EXERCISE TASK 1:
In the passage on predicting student outcomes, what kinds of independent variables may be included?
EXERCISE TASK 2:
Reproduce the part of the passage on predicting student outcomes that opens with the words containing "Many research questions" and closes with "resources more efficiently.", substituting "universities" for "colleges".
EXERCISE TASK 3:
Please pick up the passage on predicting student outcomes after its last sentence and carry it further.

QUOTED TEXT:
• • • • •

Many research questions in education seek to predict student outcomes based upon a set 
of independent variables. These variables may include high school information, background 
information, or scores on a test. Predicting student outcomes is really a process of trying to 
determine what group an individual student belongs. Should the student be placed into English 
lA or a developmental English course? Will the student be more likely to dropout or be put on 
probation due to poor academic performance during their first semester? Reliable answers to 
these questions, and others like them, could help colleges tailor services and interventions to 
target populations and thereby utilize their limited resources more efficiently.

• • • • •

DATASET ENTRIES:
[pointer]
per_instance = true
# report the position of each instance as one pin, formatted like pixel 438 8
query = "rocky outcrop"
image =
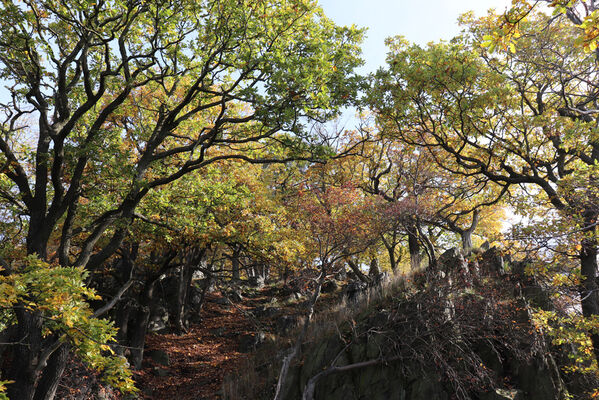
pixel 451 337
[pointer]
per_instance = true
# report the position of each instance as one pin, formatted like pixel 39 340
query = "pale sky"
pixel 420 21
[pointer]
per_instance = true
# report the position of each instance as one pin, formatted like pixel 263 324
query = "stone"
pixel 265 312
pixel 218 332
pixel 223 301
pixel 285 324
pixel 293 297
pixel 158 356
pixel 162 372
pixel 354 289
pixel 159 320
pixel 236 296
pixel 256 281
pixel 329 287
pixel 248 343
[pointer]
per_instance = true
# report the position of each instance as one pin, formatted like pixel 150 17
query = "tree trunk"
pixel 122 324
pixel 414 247
pixel 390 246
pixel 183 283
pixel 24 356
pixel 466 237
pixel 140 327
pixel 235 264
pixel 295 350
pixel 46 388
pixel 589 290
pixel 356 270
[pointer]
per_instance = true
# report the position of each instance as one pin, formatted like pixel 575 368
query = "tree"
pixel 524 119
pixel 146 92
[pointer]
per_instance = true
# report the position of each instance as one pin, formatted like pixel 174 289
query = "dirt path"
pixel 200 359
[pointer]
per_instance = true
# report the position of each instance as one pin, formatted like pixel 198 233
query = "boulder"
pixel 248 343
pixel 256 281
pixel 329 287
pixel 158 320
pixel 353 290
pixel 285 324
pixel 158 356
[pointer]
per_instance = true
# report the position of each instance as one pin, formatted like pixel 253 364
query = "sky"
pixel 420 21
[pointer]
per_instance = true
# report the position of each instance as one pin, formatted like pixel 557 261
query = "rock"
pixel 354 289
pixel 223 301
pixel 329 287
pixel 159 320
pixel 256 281
pixel 162 372
pixel 492 261
pixel 503 394
pixel 341 275
pixel 158 356
pixel 197 275
pixel 218 332
pixel 285 324
pixel 452 259
pixel 236 296
pixel 293 297
pixel 265 312
pixel 248 343
pixel 381 279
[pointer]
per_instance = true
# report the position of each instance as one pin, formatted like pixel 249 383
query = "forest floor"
pixel 200 359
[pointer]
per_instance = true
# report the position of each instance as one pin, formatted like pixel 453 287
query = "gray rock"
pixel 162 372
pixel 265 312
pixel 285 324
pixel 329 287
pixel 256 281
pixel 158 321
pixel 223 301
pixel 158 356
pixel 248 343
pixel 354 289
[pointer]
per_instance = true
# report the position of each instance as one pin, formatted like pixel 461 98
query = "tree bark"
pixel 414 247
pixel 48 384
pixel 589 290
pixel 138 335
pixel 295 350
pixel 24 356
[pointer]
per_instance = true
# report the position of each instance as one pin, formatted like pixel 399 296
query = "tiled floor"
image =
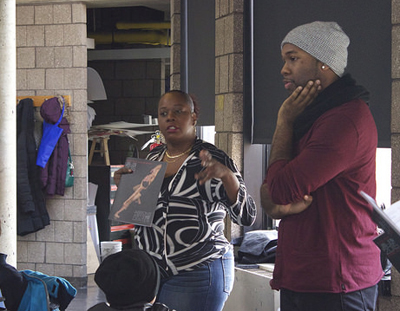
pixel 86 297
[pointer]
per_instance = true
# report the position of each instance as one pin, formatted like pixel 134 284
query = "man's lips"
pixel 172 128
pixel 288 84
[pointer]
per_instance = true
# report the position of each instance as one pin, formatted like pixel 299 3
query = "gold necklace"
pixel 178 155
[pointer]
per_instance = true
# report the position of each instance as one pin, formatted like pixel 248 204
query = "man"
pixel 322 155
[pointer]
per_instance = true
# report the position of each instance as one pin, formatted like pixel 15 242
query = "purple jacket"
pixel 54 173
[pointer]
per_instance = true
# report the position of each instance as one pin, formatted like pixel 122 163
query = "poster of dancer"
pixel 137 193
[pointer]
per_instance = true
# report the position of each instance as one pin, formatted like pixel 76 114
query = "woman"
pixel 201 185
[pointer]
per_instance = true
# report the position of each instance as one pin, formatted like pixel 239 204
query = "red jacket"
pixel 329 247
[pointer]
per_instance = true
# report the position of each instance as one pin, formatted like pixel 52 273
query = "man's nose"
pixel 284 70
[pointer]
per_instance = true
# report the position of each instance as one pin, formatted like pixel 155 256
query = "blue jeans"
pixel 204 289
pixel 360 300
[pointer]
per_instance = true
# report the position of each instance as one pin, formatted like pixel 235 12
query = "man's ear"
pixel 194 117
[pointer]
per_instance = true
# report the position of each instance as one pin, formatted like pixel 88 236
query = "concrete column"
pixel 8 189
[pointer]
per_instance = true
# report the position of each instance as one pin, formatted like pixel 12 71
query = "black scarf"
pixel 341 91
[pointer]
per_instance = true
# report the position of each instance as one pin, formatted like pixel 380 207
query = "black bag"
pixel 258 246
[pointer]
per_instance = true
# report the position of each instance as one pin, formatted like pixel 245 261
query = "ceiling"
pixel 161 5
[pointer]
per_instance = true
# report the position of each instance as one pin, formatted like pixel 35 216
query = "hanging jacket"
pixel 54 173
pixel 31 205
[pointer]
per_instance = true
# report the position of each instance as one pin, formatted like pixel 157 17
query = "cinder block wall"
pixel 229 85
pixel 51 61
pixel 133 89
pixel 392 303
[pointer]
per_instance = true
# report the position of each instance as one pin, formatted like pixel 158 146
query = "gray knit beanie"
pixel 326 41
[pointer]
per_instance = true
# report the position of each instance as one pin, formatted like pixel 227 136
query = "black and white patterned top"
pixel 188 225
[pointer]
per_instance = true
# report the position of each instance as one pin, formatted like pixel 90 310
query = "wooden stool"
pixel 103 141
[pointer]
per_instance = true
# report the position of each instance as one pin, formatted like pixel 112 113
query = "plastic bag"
pixel 50 137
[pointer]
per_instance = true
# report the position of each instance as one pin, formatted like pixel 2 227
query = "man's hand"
pixel 276 211
pixel 282 144
pixel 215 169
pixel 295 104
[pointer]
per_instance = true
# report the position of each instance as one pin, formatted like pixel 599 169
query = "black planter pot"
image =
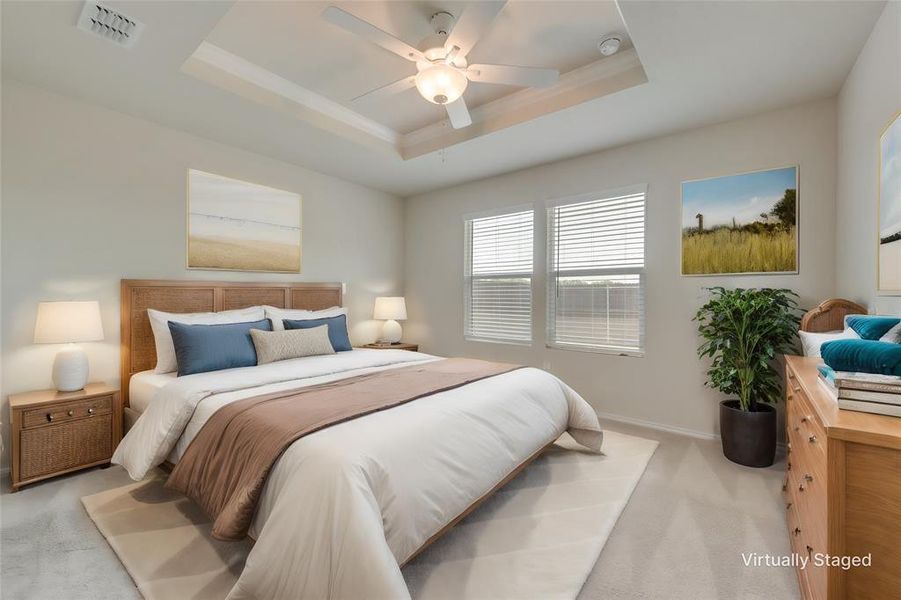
pixel 749 438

• • • • •

REPLY 1:
High school information, background information, or scores on a test.

REPLY 2:
Many research questions in education seek to predict student outcomes based upon a set 
of independent variables. These variables may include high school information, background 
information, or scores on a test. Predicting student outcomes is really a process of trying to 
determine what group an individual student belongs. Should the student be placed into English 
lA or a developmental English course? Will the student be more likely to dropout or be put on 
probation due to poor academic performance during their first semester? Reliable answers to 
these questions, and others like them, could help universities tailor services and interventions to 
target populations and thereby utilize their limited resources more efficiently.

REPLY 3:
The method by which these predictions are made is usually by some statistical technique 
such as multiple regression. Multiple regression is used in a wide range of applications in social 
science research (Schroeder, Sjoquist, & Stephan, 1986) and was the initial method of analysis 
for the research that inspired this paper. However, multiple regression is best used when the 
outcome, or more generally, the DV, is either dichotomous or interval data (although “with 
appropriate coding, any comparison can be represented” [Cohen & Cohen, 1983, p. 512]). In the 
following scenario, I will described my use of multiple regression, the problem I encountered 
while created a model, and my ultimate decision to use Discriminant Function Analysis, a 
decision that ultimately proved the most helpful to the problem at hand. 

Literature review 

College admissions processes often depend on the ability to predict student success.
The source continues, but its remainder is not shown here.